Data to process |
§ §

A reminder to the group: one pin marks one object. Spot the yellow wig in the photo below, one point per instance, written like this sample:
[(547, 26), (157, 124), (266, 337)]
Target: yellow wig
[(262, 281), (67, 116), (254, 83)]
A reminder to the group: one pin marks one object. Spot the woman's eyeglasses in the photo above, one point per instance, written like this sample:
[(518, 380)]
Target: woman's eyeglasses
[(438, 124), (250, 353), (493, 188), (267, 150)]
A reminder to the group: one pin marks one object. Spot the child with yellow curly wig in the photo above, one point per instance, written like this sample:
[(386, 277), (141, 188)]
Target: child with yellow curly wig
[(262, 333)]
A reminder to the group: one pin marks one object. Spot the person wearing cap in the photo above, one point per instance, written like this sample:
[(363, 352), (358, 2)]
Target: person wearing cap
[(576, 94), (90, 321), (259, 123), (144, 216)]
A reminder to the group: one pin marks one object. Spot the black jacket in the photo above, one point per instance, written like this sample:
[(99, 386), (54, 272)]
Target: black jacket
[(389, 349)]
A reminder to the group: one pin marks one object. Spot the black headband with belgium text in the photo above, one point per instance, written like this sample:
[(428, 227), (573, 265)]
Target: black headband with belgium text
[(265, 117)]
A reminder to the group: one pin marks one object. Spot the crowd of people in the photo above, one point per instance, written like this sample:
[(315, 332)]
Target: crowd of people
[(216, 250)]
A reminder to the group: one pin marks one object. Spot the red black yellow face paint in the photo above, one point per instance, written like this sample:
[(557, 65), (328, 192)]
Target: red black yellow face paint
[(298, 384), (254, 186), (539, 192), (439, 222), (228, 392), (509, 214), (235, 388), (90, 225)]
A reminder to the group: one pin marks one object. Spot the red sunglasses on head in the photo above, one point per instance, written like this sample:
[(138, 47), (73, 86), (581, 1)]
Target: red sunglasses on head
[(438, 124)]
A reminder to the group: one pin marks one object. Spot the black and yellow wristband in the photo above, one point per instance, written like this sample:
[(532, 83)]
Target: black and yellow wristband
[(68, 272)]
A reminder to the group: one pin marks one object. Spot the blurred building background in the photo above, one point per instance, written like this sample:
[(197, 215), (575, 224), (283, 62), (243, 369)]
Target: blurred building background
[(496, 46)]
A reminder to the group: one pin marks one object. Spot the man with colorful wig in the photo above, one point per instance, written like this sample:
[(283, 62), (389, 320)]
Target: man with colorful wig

§ §

Exercise requirements | Give again the closing portion of the entries, from the line with "the red sunglasses" through the last line. Keep it exact and add nothing.

Answer to this task |
A reminder to the group: one pin marks one object. Spot the red sunglasses on head in the photo above, one point per instance, written like this sample:
[(138, 47), (73, 86), (581, 1)]
Target: red sunglasses on head
[(438, 124)]
A reminder to the group: one pin marks one object. Spot the black and yellow wristband in the photo above, one point per instance, written like this sample:
[(532, 83)]
Target: black and yellow wristband
[(68, 272)]
A reminder to the group: one pin marks one object. Spot the blurred building background in the photo above, one point per instance, written like this sample:
[(197, 215), (575, 224), (283, 62), (243, 369)]
Target: blurred building background
[(496, 46)]
A reminder to the group: one pin marks one object. Spot the man with colorful wig in the photo above, one point per instance, written like this sample:
[(283, 62), (389, 320)]
Target: man with colorful wig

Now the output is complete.